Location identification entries
- - -

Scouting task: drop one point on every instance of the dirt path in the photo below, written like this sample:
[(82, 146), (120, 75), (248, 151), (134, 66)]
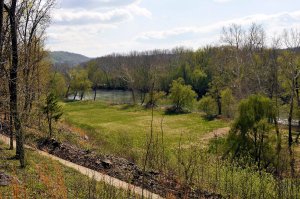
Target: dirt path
[(216, 133), (94, 174)]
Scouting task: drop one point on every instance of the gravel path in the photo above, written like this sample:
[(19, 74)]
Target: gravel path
[(94, 174)]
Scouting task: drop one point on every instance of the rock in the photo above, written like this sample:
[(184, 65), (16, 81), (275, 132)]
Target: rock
[(5, 179), (106, 163), (85, 137)]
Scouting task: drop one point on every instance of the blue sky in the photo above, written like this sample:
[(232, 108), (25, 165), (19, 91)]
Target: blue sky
[(100, 27)]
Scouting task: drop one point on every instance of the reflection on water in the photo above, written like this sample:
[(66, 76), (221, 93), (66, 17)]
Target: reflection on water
[(111, 96)]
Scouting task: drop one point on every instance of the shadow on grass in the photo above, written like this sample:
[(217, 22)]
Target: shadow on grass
[(176, 111), (209, 117)]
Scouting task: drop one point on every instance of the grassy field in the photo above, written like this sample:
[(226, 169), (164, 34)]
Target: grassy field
[(123, 129), (45, 178)]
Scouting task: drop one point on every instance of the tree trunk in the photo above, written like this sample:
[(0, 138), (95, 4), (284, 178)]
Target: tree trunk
[(67, 93), (75, 95), (219, 105), (290, 118), (133, 96), (95, 94), (11, 141), (20, 154), (50, 126)]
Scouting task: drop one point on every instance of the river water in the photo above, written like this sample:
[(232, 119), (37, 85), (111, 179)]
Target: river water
[(111, 96)]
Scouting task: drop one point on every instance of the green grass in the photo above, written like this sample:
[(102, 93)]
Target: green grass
[(124, 129), (46, 178)]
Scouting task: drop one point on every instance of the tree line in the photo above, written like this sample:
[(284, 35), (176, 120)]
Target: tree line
[(23, 68), (247, 62)]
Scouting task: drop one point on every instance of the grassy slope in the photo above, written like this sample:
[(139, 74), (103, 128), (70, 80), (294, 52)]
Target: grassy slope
[(45, 178), (120, 127)]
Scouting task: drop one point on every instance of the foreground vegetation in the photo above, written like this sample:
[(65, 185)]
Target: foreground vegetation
[(45, 178), (123, 129)]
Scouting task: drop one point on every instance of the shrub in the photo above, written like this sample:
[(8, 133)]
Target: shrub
[(208, 105), (153, 98), (228, 103), (181, 95)]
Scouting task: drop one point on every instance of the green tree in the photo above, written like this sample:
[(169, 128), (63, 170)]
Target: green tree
[(52, 111), (228, 103), (95, 76), (80, 82), (251, 130), (181, 95), (58, 85), (208, 105)]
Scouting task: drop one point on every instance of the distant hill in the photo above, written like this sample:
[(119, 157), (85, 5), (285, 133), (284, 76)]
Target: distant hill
[(67, 59)]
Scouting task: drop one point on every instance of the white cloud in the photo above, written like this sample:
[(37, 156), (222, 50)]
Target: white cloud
[(222, 1), (83, 16), (272, 23)]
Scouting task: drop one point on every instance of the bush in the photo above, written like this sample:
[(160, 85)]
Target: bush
[(228, 103), (251, 131), (181, 95), (209, 106), (153, 98)]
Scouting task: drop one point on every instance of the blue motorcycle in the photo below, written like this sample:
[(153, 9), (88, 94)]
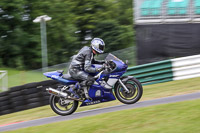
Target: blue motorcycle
[(109, 85)]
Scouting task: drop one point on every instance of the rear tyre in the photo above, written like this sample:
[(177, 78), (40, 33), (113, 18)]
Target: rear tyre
[(62, 106), (135, 91)]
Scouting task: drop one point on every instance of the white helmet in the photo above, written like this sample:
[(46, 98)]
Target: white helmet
[(98, 45)]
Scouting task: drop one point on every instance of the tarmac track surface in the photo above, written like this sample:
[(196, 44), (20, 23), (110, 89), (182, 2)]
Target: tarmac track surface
[(42, 121)]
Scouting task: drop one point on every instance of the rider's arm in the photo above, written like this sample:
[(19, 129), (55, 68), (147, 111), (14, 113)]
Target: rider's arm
[(88, 64), (97, 61)]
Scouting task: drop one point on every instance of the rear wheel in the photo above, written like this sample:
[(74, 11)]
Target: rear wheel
[(134, 94), (63, 106)]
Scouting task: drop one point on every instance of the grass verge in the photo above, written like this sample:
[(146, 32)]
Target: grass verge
[(181, 117), (150, 92)]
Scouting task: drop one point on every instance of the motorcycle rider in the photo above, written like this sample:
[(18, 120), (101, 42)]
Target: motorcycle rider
[(81, 65)]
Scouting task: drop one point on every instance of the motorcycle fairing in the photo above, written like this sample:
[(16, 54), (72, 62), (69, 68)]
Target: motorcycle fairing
[(99, 95)]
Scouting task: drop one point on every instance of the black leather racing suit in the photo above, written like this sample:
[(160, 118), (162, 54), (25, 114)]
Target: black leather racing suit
[(81, 65)]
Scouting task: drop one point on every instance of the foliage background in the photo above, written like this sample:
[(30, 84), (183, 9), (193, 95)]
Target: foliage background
[(74, 23)]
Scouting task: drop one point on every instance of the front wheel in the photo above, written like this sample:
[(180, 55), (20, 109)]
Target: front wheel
[(62, 106), (134, 94)]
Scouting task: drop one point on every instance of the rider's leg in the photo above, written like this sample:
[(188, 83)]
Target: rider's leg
[(86, 79)]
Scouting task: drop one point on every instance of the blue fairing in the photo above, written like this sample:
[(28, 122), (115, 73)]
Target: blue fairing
[(99, 95)]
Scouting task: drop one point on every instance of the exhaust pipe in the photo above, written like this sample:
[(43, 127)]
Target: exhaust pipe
[(56, 92), (61, 94)]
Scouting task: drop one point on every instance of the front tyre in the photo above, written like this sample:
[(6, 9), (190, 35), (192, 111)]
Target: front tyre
[(134, 94), (62, 106)]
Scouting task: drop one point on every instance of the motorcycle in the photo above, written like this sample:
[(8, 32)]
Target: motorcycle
[(109, 84)]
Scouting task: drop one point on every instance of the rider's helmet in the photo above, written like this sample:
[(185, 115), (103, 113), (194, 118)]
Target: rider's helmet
[(98, 45)]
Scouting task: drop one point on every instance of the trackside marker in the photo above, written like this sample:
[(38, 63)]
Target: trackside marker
[(11, 123)]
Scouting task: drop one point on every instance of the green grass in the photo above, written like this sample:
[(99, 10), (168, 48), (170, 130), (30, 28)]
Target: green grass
[(18, 77), (181, 117), (150, 92)]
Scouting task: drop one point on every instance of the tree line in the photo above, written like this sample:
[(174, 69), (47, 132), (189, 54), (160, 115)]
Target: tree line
[(74, 23)]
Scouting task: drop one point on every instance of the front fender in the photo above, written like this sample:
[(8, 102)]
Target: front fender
[(124, 79)]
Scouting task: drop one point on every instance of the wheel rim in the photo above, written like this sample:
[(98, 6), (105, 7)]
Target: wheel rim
[(133, 91), (61, 105)]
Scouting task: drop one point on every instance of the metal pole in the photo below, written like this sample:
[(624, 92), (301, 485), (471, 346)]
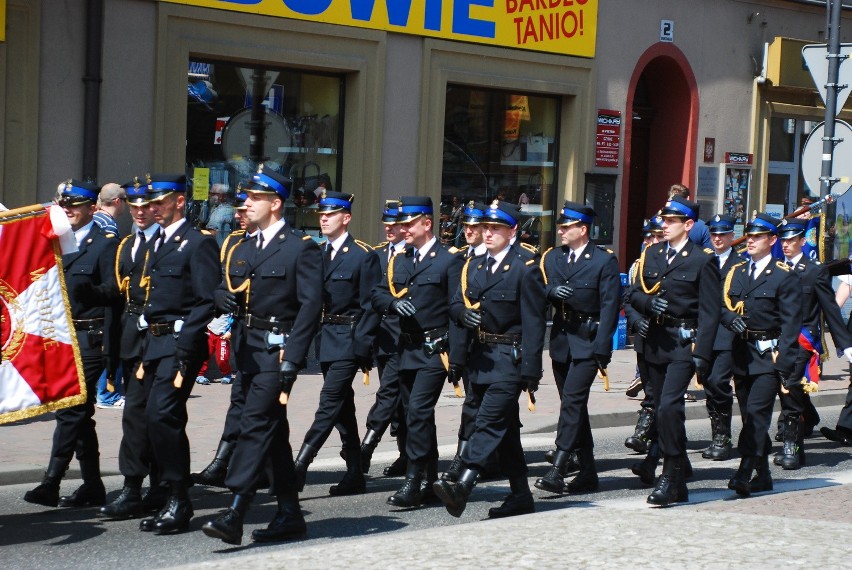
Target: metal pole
[(829, 141)]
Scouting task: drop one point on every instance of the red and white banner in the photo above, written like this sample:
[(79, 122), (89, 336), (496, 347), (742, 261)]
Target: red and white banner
[(41, 369)]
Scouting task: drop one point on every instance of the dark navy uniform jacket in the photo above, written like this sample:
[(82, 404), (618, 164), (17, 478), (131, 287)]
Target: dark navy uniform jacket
[(597, 291), (286, 283), (772, 302), (691, 285), (183, 274), (818, 298), (93, 264), (430, 286), (387, 336), (511, 302), (349, 280)]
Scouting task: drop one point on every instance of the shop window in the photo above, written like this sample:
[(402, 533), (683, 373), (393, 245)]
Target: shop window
[(500, 145), (301, 135)]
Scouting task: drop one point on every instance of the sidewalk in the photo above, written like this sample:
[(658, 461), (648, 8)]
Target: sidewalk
[(26, 445)]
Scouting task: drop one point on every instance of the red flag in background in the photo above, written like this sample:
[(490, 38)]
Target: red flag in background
[(41, 369)]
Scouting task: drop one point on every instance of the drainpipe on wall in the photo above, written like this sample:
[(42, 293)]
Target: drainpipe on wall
[(92, 83)]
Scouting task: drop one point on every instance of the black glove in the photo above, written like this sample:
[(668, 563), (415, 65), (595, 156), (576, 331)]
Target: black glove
[(471, 319), (87, 294), (561, 292), (532, 383), (455, 373), (702, 367), (403, 308), (287, 375), (659, 305), (640, 327), (224, 301), (738, 325), (365, 363), (789, 381)]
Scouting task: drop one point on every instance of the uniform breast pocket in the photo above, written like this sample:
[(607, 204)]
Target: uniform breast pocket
[(273, 271), (429, 279)]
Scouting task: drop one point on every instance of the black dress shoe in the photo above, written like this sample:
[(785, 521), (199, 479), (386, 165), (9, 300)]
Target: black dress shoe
[(174, 517), (521, 504), (397, 468), (46, 494), (840, 435), (127, 505), (228, 527), (351, 484), (86, 495), (287, 524)]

- - -

The request
Recast the material as a Markdown table with the columns Row and Line, starting at the line that contains "Scouting task: drop one point on every instance of the sidewalk" and stopping after the line that contains "[(273, 271), (429, 279)]". Number each line and leave out any blank ones.

Solution to the exercise
| Row | Line |
|---|---|
| 1 | Scouting task: drop one point on every instance of the sidewalk in the photo above, written like this sample: |
| 2 | [(658, 461), (648, 8)] |
| 3 | Target: sidewalk |
| 4 | [(26, 445)] |
| 5 | Scouting task: drop one point on every instance of the red flag in background in the photo above, written like this sample: |
| 6 | [(490, 38)] |
| 7 | Target: red flag in background |
| 8 | [(41, 369)] |
| 9 | Scouting task: drop one point on every instance of the drainpipe on wall in the photo above, written like this sample: |
| 10 | [(42, 293)] |
| 11 | Target: drainpipe on wall |
| 12 | [(92, 83)] |
| 13 | Scouting task: drop one point on every instance of the black glove in the photo above, written like this sample: |
| 14 | [(668, 563), (415, 65), (595, 156), (576, 331)] |
| 15 | Target: black glove |
| 16 | [(471, 319), (87, 294), (561, 292), (532, 383), (455, 373), (702, 367), (403, 308), (287, 375), (659, 305), (640, 327), (224, 301), (738, 325), (365, 363), (789, 381)] |
| 17 | Scouting task: drop one point on every instance of the uniform breast pocket in the photo above, written like this sample: |
| 18 | [(607, 204)] |
| 19 | Target: uniform breast pocket |
| 20 | [(273, 271), (429, 279)] |